* [TASK PROMPT] Please reproduce the stretch of material from the line containing "Target: snow-covered rock overhang" through the line containing "85], [162, 94]]]", swapping "instance" for "occurrence" wherever it occurs and keeping everything else the same. Give only those lines.

* [DATASET EXTRACT]
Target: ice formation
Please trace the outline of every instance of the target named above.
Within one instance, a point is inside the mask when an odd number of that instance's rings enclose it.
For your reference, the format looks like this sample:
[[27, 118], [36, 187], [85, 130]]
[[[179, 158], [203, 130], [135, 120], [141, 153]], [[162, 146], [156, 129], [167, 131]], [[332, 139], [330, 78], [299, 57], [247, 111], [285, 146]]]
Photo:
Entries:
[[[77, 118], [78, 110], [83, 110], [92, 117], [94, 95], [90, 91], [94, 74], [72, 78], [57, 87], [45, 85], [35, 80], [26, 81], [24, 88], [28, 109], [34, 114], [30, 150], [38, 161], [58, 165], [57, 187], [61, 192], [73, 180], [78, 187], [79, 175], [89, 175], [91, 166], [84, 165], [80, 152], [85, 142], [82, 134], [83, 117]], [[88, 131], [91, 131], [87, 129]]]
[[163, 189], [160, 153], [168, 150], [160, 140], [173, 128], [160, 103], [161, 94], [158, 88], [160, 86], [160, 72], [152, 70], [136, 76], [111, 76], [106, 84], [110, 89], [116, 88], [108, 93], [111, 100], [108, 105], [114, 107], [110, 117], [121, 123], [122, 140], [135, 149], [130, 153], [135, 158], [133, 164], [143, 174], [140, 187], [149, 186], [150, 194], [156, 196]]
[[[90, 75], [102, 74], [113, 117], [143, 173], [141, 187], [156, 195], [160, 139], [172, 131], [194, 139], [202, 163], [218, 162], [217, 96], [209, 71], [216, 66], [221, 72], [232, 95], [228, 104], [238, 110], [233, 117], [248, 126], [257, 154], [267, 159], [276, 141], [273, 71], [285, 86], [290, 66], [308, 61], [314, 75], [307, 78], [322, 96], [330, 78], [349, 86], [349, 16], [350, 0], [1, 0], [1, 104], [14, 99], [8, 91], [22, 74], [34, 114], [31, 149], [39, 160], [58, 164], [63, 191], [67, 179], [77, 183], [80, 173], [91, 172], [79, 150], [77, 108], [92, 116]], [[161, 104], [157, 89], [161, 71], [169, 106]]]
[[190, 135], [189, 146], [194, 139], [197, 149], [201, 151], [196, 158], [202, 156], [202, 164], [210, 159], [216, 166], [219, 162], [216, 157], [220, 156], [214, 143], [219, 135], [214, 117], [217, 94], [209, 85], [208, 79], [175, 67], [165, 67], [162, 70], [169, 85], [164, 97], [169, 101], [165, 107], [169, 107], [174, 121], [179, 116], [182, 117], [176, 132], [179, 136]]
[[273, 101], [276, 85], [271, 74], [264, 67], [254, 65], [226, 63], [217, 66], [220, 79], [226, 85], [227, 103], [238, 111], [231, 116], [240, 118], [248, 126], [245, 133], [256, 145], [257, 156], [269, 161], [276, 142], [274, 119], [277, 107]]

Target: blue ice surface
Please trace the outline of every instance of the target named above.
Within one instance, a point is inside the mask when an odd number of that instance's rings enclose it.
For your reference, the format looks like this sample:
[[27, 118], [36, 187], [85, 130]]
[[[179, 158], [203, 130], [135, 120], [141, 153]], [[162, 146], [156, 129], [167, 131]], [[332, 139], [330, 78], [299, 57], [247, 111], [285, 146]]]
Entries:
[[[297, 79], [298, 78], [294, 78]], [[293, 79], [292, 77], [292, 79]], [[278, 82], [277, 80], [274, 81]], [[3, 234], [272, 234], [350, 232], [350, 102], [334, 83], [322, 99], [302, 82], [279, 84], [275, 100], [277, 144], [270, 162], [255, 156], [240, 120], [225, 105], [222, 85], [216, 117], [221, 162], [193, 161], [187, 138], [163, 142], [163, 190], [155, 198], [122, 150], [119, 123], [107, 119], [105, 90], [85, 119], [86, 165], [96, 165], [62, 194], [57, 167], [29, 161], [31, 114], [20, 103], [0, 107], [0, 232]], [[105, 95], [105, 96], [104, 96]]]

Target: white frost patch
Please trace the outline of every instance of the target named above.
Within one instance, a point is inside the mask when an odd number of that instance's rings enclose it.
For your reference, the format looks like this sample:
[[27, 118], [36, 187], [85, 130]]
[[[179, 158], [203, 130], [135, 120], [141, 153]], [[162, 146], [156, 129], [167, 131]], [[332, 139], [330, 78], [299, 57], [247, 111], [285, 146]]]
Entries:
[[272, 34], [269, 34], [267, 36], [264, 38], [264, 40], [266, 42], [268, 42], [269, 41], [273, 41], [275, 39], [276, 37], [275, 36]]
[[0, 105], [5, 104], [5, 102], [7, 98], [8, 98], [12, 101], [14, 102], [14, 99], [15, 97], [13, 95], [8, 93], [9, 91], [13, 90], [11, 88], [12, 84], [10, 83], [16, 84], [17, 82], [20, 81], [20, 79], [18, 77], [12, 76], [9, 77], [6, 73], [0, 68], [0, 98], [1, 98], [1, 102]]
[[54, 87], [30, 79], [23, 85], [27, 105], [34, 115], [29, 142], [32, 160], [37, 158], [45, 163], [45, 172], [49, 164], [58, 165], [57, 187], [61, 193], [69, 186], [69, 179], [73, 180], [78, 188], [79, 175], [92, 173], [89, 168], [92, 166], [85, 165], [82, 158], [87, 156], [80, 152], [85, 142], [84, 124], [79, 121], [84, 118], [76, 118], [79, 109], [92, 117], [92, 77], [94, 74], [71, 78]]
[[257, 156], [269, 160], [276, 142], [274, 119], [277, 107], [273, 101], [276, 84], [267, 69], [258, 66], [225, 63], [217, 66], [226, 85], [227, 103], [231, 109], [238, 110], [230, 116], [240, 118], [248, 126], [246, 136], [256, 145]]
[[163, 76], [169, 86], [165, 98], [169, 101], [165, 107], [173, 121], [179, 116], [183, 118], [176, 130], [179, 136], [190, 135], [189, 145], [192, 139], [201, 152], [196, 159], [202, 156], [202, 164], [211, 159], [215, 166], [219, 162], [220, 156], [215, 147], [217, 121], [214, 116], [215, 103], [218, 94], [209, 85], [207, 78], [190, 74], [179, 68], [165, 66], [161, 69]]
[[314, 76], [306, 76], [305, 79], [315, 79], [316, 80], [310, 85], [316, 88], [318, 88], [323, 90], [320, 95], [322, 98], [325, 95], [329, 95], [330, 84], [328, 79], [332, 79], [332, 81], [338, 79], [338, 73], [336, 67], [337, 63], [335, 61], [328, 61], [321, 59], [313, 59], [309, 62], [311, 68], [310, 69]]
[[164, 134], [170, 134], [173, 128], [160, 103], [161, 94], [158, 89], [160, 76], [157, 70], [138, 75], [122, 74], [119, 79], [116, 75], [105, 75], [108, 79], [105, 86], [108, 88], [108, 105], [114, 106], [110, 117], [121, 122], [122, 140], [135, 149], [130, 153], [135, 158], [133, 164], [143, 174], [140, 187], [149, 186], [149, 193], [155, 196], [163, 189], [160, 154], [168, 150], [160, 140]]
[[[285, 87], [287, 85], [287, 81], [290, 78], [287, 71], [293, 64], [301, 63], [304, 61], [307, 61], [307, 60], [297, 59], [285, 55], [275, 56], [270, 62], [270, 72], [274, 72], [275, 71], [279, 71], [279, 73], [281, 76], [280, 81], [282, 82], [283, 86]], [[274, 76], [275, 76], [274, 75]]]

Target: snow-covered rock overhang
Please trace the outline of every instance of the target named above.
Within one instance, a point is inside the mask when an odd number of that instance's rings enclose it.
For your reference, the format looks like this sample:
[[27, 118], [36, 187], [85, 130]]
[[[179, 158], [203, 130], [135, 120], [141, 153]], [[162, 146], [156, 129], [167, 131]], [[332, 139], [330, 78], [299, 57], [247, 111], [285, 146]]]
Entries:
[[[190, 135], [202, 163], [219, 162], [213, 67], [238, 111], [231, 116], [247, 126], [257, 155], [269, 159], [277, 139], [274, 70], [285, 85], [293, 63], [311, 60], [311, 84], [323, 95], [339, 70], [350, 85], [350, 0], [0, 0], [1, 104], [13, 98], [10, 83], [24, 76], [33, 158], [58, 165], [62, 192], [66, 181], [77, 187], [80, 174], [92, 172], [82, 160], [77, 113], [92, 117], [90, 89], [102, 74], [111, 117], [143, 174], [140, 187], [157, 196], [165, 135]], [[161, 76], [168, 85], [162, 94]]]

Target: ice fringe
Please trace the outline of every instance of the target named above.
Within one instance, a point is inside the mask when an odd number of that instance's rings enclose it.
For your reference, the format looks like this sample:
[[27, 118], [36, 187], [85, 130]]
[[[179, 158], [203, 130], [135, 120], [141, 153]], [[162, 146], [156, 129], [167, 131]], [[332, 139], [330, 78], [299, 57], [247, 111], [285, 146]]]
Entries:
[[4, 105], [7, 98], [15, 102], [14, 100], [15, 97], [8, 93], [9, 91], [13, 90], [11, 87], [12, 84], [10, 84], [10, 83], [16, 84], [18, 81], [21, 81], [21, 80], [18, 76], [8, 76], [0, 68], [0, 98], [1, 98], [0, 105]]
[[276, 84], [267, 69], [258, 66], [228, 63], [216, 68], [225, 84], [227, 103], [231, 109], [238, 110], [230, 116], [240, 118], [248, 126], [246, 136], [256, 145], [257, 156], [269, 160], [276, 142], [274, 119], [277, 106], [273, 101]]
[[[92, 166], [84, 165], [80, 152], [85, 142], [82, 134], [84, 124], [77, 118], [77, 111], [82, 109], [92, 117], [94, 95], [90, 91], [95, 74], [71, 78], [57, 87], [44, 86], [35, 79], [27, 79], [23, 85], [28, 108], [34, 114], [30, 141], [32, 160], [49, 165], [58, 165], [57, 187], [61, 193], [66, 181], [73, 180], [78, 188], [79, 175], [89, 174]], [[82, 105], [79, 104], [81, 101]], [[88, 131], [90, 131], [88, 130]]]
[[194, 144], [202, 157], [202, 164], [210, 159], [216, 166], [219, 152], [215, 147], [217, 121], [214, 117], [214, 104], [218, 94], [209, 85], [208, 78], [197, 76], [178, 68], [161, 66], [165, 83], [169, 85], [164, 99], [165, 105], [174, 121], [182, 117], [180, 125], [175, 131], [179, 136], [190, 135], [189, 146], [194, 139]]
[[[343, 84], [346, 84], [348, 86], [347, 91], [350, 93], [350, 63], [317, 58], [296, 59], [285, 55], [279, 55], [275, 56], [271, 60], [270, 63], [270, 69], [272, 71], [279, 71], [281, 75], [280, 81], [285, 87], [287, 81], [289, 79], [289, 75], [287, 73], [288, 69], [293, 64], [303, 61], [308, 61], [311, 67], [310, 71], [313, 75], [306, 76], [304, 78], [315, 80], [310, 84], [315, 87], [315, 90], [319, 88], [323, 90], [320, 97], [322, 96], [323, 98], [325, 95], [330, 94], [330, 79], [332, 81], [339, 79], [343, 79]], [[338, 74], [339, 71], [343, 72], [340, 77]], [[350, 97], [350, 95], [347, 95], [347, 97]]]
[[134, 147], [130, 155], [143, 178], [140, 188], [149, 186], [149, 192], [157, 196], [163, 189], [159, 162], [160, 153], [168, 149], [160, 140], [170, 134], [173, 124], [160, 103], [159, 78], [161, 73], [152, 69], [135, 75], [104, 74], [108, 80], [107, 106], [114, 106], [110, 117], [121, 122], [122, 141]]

* [EXERCISE OUTPUT]
Target: snow-covered rock overhang
Please trace the outline of every occurrence of the target named above.
Within one occurrence, a point is inside the mask when an odd number of that occurrence's rings enclose it.
For your reference, the format looks like this sample:
[[27, 118], [36, 187], [85, 130]]
[[[179, 158], [203, 130], [135, 120], [141, 153]], [[162, 146], [156, 129], [167, 131]], [[332, 139], [330, 78], [299, 57], [247, 111], [285, 146]]]
Entries:
[[[190, 135], [202, 163], [219, 162], [213, 67], [238, 111], [231, 116], [247, 126], [257, 155], [269, 159], [277, 139], [274, 70], [285, 85], [293, 63], [311, 60], [311, 84], [323, 95], [339, 70], [350, 85], [350, 0], [0, 0], [1, 104], [13, 98], [10, 83], [24, 76], [33, 158], [58, 165], [62, 192], [66, 181], [77, 187], [80, 174], [92, 172], [82, 160], [77, 113], [92, 117], [90, 89], [102, 74], [111, 117], [143, 174], [140, 187], [157, 196], [165, 135]], [[161, 76], [168, 85], [162, 94]]]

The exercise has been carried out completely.